__Data to use__
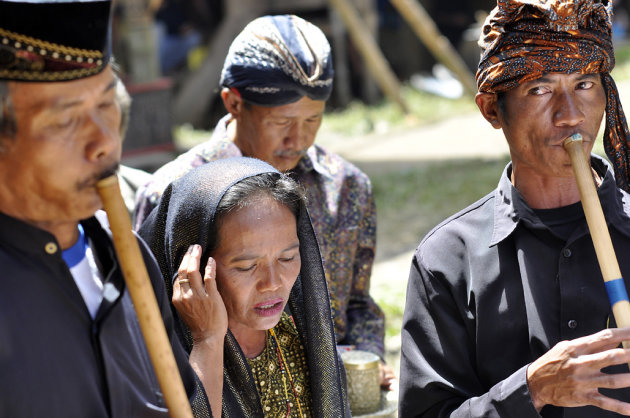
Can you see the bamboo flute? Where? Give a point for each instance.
(144, 301)
(598, 228)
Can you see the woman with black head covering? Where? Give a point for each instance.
(245, 225)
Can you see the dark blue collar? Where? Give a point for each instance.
(73, 255)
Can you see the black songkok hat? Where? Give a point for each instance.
(53, 40)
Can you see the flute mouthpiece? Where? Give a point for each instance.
(573, 138)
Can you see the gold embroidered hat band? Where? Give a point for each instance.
(53, 40)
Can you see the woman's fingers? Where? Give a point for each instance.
(188, 276)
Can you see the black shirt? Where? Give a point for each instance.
(493, 288)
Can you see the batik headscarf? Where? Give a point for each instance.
(277, 60)
(182, 218)
(523, 39)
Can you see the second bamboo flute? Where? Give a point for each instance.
(598, 228)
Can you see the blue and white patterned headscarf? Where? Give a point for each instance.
(277, 60)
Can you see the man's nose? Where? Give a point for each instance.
(294, 137)
(568, 110)
(103, 138)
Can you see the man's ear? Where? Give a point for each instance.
(232, 101)
(489, 108)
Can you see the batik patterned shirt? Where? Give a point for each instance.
(341, 206)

__Request__
Give every line of the rows above as a JSON list of strings, one string per line, with blank lines left out. Leave the picture out of the answer.

__Correct response__
[
  "Can you see the bamboo flute? Where? Give a point for each instance.",
  "(144, 301)",
  "(598, 228)",
  "Can you see the woman with black head covering? Where? Give a point for each instance.",
  "(245, 225)",
  "Can you see the dark blue collar? Where? Give a point for each instance.",
  "(73, 255)",
  "Can you see the black songkok hat? Where? Give a point for each instance.",
  "(53, 40)",
  "Can you see the flute mouthpiece? Where? Give a point for each instance.",
  "(573, 138)",
  "Can you see the gold embroidered hat band? Where? Give a point for each instance.",
  "(53, 40)",
  "Can you see the woman's fingers? Where? Give a point for each instance.",
  "(188, 276)",
  "Can you see the black shirt? Where? Give a point for each instance.",
  "(493, 288)",
  "Can you see the batik headscarf? Where? Give a point for each instance.",
  "(277, 60)",
  "(182, 218)",
  "(523, 39)",
  "Can you see the second bamboo flute? Where? Give a point for each instance.",
  "(598, 228)",
  "Can you see the blue and white patterned headscarf? Where? Give a point for each instance.",
  "(277, 60)",
  "Can you see the man's nose? Where? Give a point for each instance.",
  "(294, 137)",
  "(568, 110)",
  "(103, 138)",
  "Can you see the man's ear? Where? Give a point for each instance.",
  "(232, 101)",
  "(489, 108)",
  "Can you see the batik patterned shirt? Where? Give a point for each instance.",
  "(341, 206)"
]